What you will do:
(a) From the Melting Pot gluten note, list every step it gives for making gluten free cheese fondue, in order.
(b) Reproduce the Melting Pot gluten note from "I just asked" up to and including "and contain gluten.".
(c) Take the Melting Pot gluten note further, picking up after its last sentence.

Supplied passage:

I just asked this question of the The Melting Pot down the street from my house, they said the gluten free list is specific to different stores, this reply is for one in Lousiville, CO, USA. There's not much there, but sounds like it could be done...

Gluten in Melting Pot Sauces and Products
Updated 10/06/06

We have been receiving questions from our guests regarding gluten in our products. Many people have allergic reactions to gluten, which is contained in anything prepared with wheat or wheat flour. Below is a list of menu items served at the Melting Pot that contain Gluten
or wheat flour.

Cheese Fondues:
All the cheeses for our fondues are prepped by blending with flour and contain gluten.
Unopened bags of shredded cheese from Roth Kase do not contain flour; they use potato starch for anti-caking which is safe for people allergic to wheat flour or gluten.
Gluten free cheese fondue can be made by taking the required amount of cheese directly from an unopened bag and in a clean bowl blending a small amount of potato starch into it. Taking care to label and store it separate from cheese station until needed.

Raw records:

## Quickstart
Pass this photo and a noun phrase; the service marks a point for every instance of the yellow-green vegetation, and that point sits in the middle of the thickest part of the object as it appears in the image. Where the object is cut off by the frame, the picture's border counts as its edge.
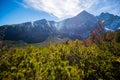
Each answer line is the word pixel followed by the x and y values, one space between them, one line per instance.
pixel 68 61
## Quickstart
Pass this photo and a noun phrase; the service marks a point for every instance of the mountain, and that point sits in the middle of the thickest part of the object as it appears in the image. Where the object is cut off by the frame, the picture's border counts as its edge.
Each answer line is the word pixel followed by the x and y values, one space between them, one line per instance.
pixel 77 27
pixel 30 32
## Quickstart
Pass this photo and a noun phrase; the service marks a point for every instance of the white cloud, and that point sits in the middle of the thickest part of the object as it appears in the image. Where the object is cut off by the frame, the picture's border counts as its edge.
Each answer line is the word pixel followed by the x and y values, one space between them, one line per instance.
pixel 61 8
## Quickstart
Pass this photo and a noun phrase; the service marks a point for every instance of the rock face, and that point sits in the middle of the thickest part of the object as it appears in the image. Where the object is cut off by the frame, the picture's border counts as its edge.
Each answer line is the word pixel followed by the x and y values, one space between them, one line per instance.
pixel 77 27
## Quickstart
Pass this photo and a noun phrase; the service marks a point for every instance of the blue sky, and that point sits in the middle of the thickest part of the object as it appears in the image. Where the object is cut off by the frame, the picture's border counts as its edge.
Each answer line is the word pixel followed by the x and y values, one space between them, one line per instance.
pixel 18 11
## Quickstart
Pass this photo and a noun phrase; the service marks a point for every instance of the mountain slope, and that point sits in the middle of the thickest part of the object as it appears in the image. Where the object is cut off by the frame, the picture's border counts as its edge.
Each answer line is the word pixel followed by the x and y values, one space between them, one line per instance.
pixel 77 27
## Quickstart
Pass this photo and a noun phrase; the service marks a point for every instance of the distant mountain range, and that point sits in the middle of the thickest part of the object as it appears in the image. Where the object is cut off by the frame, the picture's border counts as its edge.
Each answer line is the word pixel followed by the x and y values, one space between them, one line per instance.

Answers provided:
(a)
1. Take the required amount of cheese directly from an unopened bag.
2. Blend a small amount of potato starch into it in a clean bowl.
3. Label it.
4. Store it separate from the cheese station until needed.

(b)
I just asked this question of the The Melting Pot down the street from my house, they said the gluten free list is specific to different stores, this reply is for one in Lousiville, CO, USA. There's not much there, but sounds like it could be done...

Gluten in Melting Pot Sauces and Products
Updated 10/06/06

We have been receiving questions from our guests regarding gluten in our products. Many people have allergic reactions to gluten, which is contained in anything prepared with wheat or wheat flour. Below is a list of menu items served at the Melting Pot that contain Gluten
or wheat flour.

Cheese Fondues:
All the cheeses for our fondues are prepped by blending with flour and contain gluten.

(c)
The Cheddar Cheese fondue, Fiesta Cheese fondue, and some Featured Cheeses are made with a beer base, which contains gluten.
The cheeses can be made with a milk base as a substitute for beer.
No bread or crostini as they contain gluten also, serve extra fruits and vegetables. Tortilla chips can be served if the nutrition information states that they are gluten free.

Salads:
Our Salads and Dressings are fine.
Do not serve croutons.

Entrees and Fondue Cooking Styles:
Our broths contain gluten.
Fondue Bourguignon, which is a cholesterol free canola oil cooking style, is fine.
Both the Teriyaki Sirloin and the Teriyaki Sauce contain gluten.
Substitute tenderloin as a beef item where available, or substitute filet for an additional charge.
Do not serve either batter as they also both contain gluten.

Desserts:
The Cookies & Cream Marshmallow Dream and the Chocolate Sā€™mores dessert fondues contain gluten.
Replace cheesecake, brownies, pound cake, and both the graham cracker and the Oreo crusted marshmallows with extra strawberries, bananas, and pineapple. Where available, plain marshmallows can be substituted.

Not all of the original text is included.